◆ DATA RECORDS ◆
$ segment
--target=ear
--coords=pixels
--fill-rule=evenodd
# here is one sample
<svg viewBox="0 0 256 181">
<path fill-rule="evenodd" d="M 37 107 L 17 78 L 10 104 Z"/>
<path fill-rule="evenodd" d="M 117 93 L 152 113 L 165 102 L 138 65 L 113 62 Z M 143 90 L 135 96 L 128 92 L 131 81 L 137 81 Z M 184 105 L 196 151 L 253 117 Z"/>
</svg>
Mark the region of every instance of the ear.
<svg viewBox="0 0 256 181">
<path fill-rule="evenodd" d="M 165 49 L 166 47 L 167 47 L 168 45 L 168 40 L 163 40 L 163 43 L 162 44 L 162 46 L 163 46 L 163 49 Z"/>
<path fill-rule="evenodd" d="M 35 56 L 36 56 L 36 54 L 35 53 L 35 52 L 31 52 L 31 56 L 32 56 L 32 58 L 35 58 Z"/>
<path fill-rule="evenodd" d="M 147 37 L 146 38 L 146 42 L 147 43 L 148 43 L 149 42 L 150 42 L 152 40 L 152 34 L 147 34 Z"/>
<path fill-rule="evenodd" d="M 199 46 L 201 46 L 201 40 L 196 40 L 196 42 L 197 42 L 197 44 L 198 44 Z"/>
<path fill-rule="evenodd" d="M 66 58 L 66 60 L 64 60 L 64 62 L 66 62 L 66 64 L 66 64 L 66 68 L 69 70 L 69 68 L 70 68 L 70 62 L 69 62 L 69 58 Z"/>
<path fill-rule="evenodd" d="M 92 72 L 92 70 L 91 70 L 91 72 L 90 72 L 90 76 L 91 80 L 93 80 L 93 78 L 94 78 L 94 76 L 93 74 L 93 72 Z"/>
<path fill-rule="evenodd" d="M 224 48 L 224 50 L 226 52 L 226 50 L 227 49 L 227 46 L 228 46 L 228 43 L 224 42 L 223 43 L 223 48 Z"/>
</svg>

◆ WHAT YOU SHOULD DO ◆
Print all of the records above verbatim, keeping every line unchanged and in its original order.

◆ ANSWER FOR THE TASK ◆
$ segment
--target=ear
--coords=pixels
--fill-rule=evenodd
# here is one sample
<svg viewBox="0 0 256 181">
<path fill-rule="evenodd" d="M 37 107 L 17 78 L 10 104 Z"/>
<path fill-rule="evenodd" d="M 117 93 L 152 113 L 165 102 L 138 65 L 113 62 Z M 143 90 L 135 96 L 128 92 L 131 81 L 137 81 Z M 184 105 L 196 151 L 253 117 Z"/>
</svg>
Mark the region of every instance of the ear.
<svg viewBox="0 0 256 181">
<path fill-rule="evenodd" d="M 165 49 L 166 47 L 167 47 L 168 45 L 168 40 L 163 40 L 163 43 L 162 44 L 162 46 L 163 46 L 163 49 Z"/>
<path fill-rule="evenodd" d="M 35 56 L 36 56 L 36 54 L 35 53 L 35 52 L 31 52 L 31 56 L 32 56 L 32 58 L 35 58 Z"/>
<path fill-rule="evenodd" d="M 147 37 L 146 38 L 146 42 L 147 43 L 148 43 L 149 42 L 150 42 L 152 40 L 152 34 L 147 34 Z"/>
<path fill-rule="evenodd" d="M 199 46 L 201 46 L 201 40 L 196 40 L 196 42 L 197 42 L 197 44 L 198 44 Z"/>
<path fill-rule="evenodd" d="M 66 58 L 66 60 L 64 60 L 64 62 L 66 62 L 66 64 L 66 64 L 66 68 L 69 70 L 69 68 L 70 68 L 70 62 L 69 62 L 69 58 Z"/>
<path fill-rule="evenodd" d="M 92 72 L 92 70 L 91 70 L 91 72 L 90 72 L 90 76 L 91 80 L 93 80 L 93 78 L 94 78 L 94 76 L 93 74 L 93 72 Z"/>
<path fill-rule="evenodd" d="M 224 48 L 224 50 L 226 52 L 226 50 L 227 49 L 227 46 L 228 46 L 228 43 L 224 42 L 223 43 L 223 48 Z"/>
</svg>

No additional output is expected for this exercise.